▸ Exercise objective
Transcribe all the entries word for word, skipping the pictures.

Material supplied below:

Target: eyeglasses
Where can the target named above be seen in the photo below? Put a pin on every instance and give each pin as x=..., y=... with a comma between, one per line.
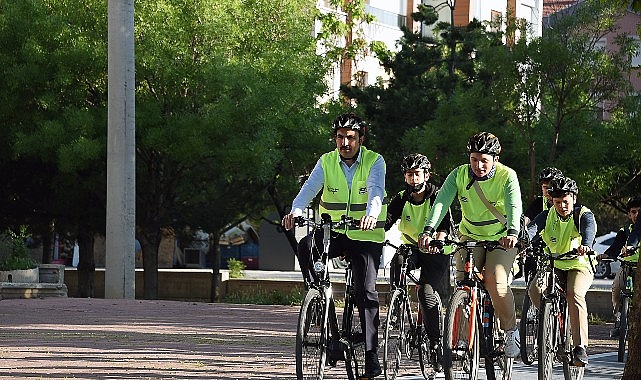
x=350, y=138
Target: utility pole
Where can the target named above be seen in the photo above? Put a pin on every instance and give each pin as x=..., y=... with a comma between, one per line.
x=121, y=153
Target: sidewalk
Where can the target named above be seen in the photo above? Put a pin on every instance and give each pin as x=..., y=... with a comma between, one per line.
x=62, y=338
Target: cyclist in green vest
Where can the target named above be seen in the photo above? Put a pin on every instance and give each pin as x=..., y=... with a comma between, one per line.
x=352, y=180
x=411, y=207
x=500, y=186
x=618, y=245
x=561, y=233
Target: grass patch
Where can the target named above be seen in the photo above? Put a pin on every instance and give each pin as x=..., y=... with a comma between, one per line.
x=266, y=297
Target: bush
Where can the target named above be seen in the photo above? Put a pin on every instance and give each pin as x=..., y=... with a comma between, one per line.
x=236, y=268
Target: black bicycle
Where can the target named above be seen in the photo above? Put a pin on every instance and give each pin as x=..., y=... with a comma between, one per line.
x=320, y=341
x=529, y=323
x=555, y=334
x=404, y=336
x=625, y=299
x=469, y=331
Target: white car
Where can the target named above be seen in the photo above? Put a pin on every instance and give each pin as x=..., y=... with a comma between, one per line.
x=605, y=269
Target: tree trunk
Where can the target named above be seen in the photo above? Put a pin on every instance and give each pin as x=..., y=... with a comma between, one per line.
x=149, y=242
x=632, y=370
x=86, y=265
x=214, y=250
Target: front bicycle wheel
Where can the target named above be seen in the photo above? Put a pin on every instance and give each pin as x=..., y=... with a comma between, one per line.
x=624, y=305
x=547, y=340
x=355, y=355
x=528, y=330
x=311, y=337
x=461, y=338
x=394, y=334
x=570, y=371
x=497, y=364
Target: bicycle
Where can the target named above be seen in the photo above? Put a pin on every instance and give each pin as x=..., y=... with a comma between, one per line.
x=528, y=325
x=625, y=299
x=320, y=341
x=404, y=334
x=555, y=335
x=469, y=332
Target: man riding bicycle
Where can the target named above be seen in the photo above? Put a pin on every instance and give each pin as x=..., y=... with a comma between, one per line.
x=566, y=227
x=352, y=180
x=615, y=249
x=411, y=206
x=500, y=188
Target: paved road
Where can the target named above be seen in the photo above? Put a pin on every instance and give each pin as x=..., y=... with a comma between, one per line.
x=62, y=338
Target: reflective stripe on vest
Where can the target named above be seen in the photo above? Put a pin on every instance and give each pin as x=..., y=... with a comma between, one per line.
x=337, y=199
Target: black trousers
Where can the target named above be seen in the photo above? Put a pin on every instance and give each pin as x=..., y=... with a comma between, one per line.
x=434, y=274
x=366, y=258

End of Material supplied.

▸ Result of this task
Target: eyeglasses
Where can the target named above be seen in the photo below? Put a pin on every instance and give each pin as x=..., y=... with a comma between, one per line.
x=350, y=138
Target: utility pole
Where can the target named above be seen in the photo above? Put a pin on every instance and give each pin as x=..., y=... with a comma between, one per line.
x=121, y=153
Target: sidewalk
Where can the target named above be seen in the photo above? Put a pin on every instance and give each pin as x=..., y=... with a comma between, one per line.
x=62, y=338
Target: cyclist in green vest
Where can the target named above be seen in the photo above? Put a pin on every instance and give each pin as x=..., y=... with a comma between, one per line.
x=352, y=180
x=411, y=207
x=500, y=186
x=618, y=245
x=561, y=233
Target: grass patch
Where can the target named above be seen in the photo above? Put a pin on every instance and give each pin as x=..., y=... with a comma between, one per line.
x=266, y=297
Target: bush
Where can the target named above be seen in the photo above? Put a pin on every instance and give each pin as x=..., y=... with a comma between, one per line.
x=236, y=268
Target: black bicycle
Where can the target named above be seen in the photo above? Put a pin on every instance and give each pin as x=..., y=... with a comma between, one per line.
x=320, y=341
x=529, y=323
x=555, y=334
x=404, y=336
x=625, y=299
x=469, y=331
Target: white car
Where can the target named above be seen in the photo above? Put a pin on every instance and give each pin as x=..., y=... with a comma between, one per line.
x=605, y=269
Target: tree trunk
Where can the target named above be seen in the photo above? Put a pin on every instance and give each pin as x=..., y=... with a comma between, one per line.
x=149, y=242
x=632, y=370
x=86, y=265
x=214, y=250
Target: front bicycle wheel
Where can the target named above be seen in the photo above? Put a pin on every instance and give each pin as x=..., y=... with a comma between, one per line.
x=624, y=305
x=547, y=340
x=355, y=355
x=528, y=330
x=311, y=337
x=461, y=338
x=394, y=334
x=570, y=371
x=497, y=364
Target: bicycle
Where can the target named above be seen in the photo above? Put a pin on every instance and give each pin as x=..., y=... with a comma between, one per line.
x=528, y=325
x=625, y=299
x=320, y=341
x=404, y=334
x=555, y=335
x=469, y=332
Target: man riding bicycle
Where can the target named above be seen in the photo above? Put a pin on every instance and give each pin as x=..., y=... with a comma between, one per line.
x=566, y=227
x=352, y=180
x=615, y=249
x=411, y=206
x=500, y=188
Target: paved road
Where can the target named above be seen in the photo above? Put a pin on every instance and give each pin as x=..., y=... with a comma between, one per line.
x=62, y=338
Target: reflective stripe on vest
Where can the target named above be seen in the photo above? Put a pin on every instance and give each pin as x=..., y=... with a comma between, one per line.
x=337, y=199
Target: black trousers
Where can the target named above be seen in the photo above? Put a pin on every instance and give each pin as x=..., y=... with a comma between, one per line.
x=434, y=274
x=366, y=258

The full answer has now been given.